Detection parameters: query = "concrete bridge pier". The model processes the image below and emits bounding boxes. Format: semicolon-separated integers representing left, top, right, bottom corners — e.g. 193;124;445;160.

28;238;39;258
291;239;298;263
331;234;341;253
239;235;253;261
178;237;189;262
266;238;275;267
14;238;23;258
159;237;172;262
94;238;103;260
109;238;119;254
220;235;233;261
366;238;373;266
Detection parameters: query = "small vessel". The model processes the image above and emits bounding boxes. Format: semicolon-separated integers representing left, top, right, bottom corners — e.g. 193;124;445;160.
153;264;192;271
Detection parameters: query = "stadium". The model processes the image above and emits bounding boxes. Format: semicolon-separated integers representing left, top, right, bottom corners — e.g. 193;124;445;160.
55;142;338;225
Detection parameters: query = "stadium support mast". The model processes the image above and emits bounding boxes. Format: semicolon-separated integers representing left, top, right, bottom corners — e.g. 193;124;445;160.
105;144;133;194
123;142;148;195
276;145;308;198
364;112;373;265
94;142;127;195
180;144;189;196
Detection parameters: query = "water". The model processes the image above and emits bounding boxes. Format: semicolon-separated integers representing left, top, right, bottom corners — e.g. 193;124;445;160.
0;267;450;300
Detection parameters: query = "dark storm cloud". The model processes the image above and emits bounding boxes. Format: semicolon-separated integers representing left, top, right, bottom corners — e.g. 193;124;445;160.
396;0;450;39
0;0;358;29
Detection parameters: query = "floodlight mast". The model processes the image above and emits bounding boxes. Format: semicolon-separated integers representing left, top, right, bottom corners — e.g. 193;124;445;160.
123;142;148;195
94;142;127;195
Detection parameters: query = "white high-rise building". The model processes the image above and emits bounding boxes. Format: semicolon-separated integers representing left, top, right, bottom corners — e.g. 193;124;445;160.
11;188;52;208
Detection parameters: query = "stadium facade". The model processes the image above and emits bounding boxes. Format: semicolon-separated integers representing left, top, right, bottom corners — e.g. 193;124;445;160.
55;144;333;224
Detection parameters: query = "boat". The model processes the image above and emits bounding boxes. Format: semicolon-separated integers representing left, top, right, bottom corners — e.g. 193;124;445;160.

= = = = = = =

Convert the listing above into a Markdown table with two columns, Row and Text. Each nonblank line gets its own numbered row, and blank lines are skipped.

| Row | Text |
|---|---|
| 1 | Detection parameters: query = "concrete bridge pier". The model processes the image below and emits bounding boxes. Format: semicolon-separated integers representing left, top, right, bottom corners — e.g. 193;124;445;160. |
| 2 | 28;238;39;258 |
| 3 | 291;239;298;263 |
| 4 | 331;234;341;253 |
| 5 | 239;235;253;261 |
| 6 | 178;237;189;262 |
| 7 | 266;238;275;267 |
| 8 | 14;238;23;258 |
| 9 | 159;237;172;262 |
| 10 | 94;238;103;260 |
| 11 | 109;238;119;254 |
| 12 | 220;235;233;261 |
| 13 | 366;238;373;266 |
| 14 | Detection parameters: query = "small vessel". The model processes the image above and emits bounding boxes. Format: semicolon-separated integers representing left, top, right, bottom corners — e.g. 193;124;445;160. |
| 15 | 153;264;192;271 |
| 16 | Detection parameters: query = "stadium". The model processes the image above and emits bounding boxes. Format: semicolon-separated integers representing left, top, right, bottom corners — e.g. 193;124;445;160. |
| 17 | 55;142;338;225 |
| 18 | Detection parameters: query = "stadium support mast". The model processes the image above and emits bounding boxes. Format: semicolon-separated integers representing left, top, right, bottom corners — e.g. 193;124;445;160. |
| 19 | 105;144;133;194 |
| 20 | 123;142;148;195 |
| 21 | 276;145;308;198 |
| 22 | 364;112;373;265 |
| 23 | 94;142;127;195 |
| 24 | 180;144;189;196 |
| 25 | Detection parameters: query = "water". The model processes the image above and emits bounding boxes. Format: semicolon-separated integers representing left, top, right, bottom corners — e.g. 193;124;445;160. |
| 26 | 0;267;450;300 |
| 27 | Detection parameters: query = "dark storm cloud". The model processes the image above and emits bounding boxes. Format: semicolon-separated integers representing left, top, right, bottom corners — e.g. 193;124;445;160. |
| 28 | 396;0;450;39 |
| 29 | 0;0;358;29 |
| 30 | Detection parameters: query = "floodlight mast". The model processes the image above and emits bounding boxes. Format: semicolon-separated integers representing left, top, right, bottom corners — e.g. 193;124;445;160. |
| 31 | 123;142;148;195 |
| 32 | 94;142;127;195 |
| 33 | Detection parameters: query = "white high-rise building". The model processes the image above and emits bounding boxes. Format: semicolon-separated integers representing left, top, right, bottom corners — e.g. 193;124;445;160. |
| 34 | 11;188;52;208 |
| 35 | Detection parameters: query = "stadium facade". The model processes the image above and emits bounding boxes. Format: semicolon-separated integers representing left, top, right, bottom corners — e.g. 193;124;445;160. |
| 36 | 55;144;333;224 |
| 37 | Detection parameters: query = "boat". The model processes the image above and emits bounding boxes. Format: semicolon-separated integers representing left, top, right, bottom corners — e.g. 193;124;445;160. |